* **ACTIVITY LIST**:
- A) In the text about crowded Mac status areas, why doesn't the writer mind the Dock?
- B) Repeat the text about crowded Mac status areas word for word, beginning at the words that contain "The Dock can" and stopping after "worthy or not.".

* **DOCUMENT EXCERPT**:
--- --- ---

How many ways do we really need to check out what’s running on our Macs? It would seem that the desire to know the status of everything cannot be quenched. First, there’s the Dock in OS X. It doesn’t take long to make it crowded. Then, there’s Dashboard Widgets. Even on a big screen Mac, Widgets run out of space. Finally, what about the Mac’s Menu Bar? The first frontier is also the last frontier and mine is more crowded than ever.
I don’t mind the Dock. I keep most of my Apple applications and utilities in my Dock, along with a few others that I use regularly.
The Dock can be handy, and gives decent visual cues about email, application status, and what’s in what folders. It could be improved, yes. But it’s priced right.
Ditto for Dashboard Widgets. Love ‘em or hate ‘em, Widgets are handy, quick to invoke, always ready to give us an idea of what’s going inside the Mac, or to check on iCal or weather or stocks.
What’s really bad about these Mac places where we can store icons and status utilities and applications we seldom use, is a Mac version of Parkinson’s Law, ‘Work expands so as to fill the time available for its completion.’
A Mac user version would be modified to match the 21st century, ‘Utilities and applications increase so as to fill the space available and then some.’
You get the idea, right? We have space for do dads and do hickeys so we find ways to use the space, whether what we fill the space with is worthy or not.

--- --- ---

* **GIVEN ENTRIES**:
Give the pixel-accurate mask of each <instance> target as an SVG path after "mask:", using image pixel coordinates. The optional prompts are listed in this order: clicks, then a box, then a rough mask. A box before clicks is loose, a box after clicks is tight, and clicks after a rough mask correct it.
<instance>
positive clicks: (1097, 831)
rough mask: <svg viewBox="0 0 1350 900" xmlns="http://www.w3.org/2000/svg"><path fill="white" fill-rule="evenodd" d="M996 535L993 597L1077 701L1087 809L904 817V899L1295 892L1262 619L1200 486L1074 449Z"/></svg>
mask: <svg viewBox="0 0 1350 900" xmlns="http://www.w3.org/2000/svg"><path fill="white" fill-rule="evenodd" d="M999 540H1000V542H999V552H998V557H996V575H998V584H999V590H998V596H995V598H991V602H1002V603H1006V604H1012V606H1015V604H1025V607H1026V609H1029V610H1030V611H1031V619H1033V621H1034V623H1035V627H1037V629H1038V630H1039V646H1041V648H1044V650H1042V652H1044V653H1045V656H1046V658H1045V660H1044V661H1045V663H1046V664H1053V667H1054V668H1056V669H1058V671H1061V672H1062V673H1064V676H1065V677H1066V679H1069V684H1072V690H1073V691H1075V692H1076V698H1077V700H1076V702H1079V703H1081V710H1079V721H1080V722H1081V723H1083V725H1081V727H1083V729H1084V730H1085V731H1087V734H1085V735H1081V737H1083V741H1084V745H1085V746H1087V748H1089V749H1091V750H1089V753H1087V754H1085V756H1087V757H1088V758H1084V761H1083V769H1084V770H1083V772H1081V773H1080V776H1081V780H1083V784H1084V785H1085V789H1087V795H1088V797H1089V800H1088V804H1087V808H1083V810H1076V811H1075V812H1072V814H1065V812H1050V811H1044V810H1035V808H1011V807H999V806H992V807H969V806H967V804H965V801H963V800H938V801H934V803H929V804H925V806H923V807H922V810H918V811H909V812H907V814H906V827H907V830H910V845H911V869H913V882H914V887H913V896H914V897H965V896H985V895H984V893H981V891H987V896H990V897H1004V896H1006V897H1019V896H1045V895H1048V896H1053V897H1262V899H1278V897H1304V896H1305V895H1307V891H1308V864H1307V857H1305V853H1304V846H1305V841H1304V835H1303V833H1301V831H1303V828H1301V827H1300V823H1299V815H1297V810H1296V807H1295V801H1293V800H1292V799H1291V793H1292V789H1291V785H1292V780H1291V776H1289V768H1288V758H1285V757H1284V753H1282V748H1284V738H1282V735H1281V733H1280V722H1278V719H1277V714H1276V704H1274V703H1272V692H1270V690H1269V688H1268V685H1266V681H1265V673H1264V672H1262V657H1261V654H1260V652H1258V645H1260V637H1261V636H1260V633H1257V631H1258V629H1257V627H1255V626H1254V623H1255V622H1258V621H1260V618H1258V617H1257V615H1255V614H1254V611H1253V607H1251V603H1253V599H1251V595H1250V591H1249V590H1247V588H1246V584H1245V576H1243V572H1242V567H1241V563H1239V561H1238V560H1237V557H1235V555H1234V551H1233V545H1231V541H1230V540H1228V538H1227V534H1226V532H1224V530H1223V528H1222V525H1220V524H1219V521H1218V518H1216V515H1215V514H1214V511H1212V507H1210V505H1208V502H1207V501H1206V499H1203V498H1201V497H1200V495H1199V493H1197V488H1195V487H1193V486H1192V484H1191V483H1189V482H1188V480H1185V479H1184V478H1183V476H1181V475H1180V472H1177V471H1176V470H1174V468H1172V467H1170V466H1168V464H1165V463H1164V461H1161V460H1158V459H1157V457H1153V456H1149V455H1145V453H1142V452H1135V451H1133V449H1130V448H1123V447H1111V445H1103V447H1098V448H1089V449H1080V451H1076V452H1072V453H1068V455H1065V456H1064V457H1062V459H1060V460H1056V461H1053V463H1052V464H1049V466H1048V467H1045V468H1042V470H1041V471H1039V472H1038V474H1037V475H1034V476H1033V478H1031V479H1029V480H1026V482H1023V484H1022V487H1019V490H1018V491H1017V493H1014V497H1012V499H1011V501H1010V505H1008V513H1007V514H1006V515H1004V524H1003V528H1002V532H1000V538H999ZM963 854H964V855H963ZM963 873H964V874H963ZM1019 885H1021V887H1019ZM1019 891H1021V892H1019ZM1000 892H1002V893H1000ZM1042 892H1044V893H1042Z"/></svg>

--- --- ---

* **RESULTS FOR EACH TASK**:
- A) The writer finds the Dock handy. It gives decent visual cues about email, application status, and what's in which folders, and it's priced right, even though it could be improved.

- B)
The Dock can be handy, and gives decent visual cues about email, application status, and what’s in what folders. It could be improved, yes. But it’s priced right.
Ditto for Dashboard Widgets. Love ‘em or hate ‘em, Widgets are handy, quick to invoke, always ready to give us an idea of what’s going inside the Mac, or to check on iCal or weather or stocks.
What’s really bad about these Mac places where we can store icons and status utilities and applications we seldom use, is a Mac version of Parkinson’s Law, ‘Work expands so as to fill the time available for its completion.’
A Mac user version would be modified to match the 21st century, ‘Utilities and applications increase so as to fill the space available and then some.’
You get the idea, right? We have space for do dads and do hickeys so we find ways to use the space, whether what we fill the space with is worthy or not.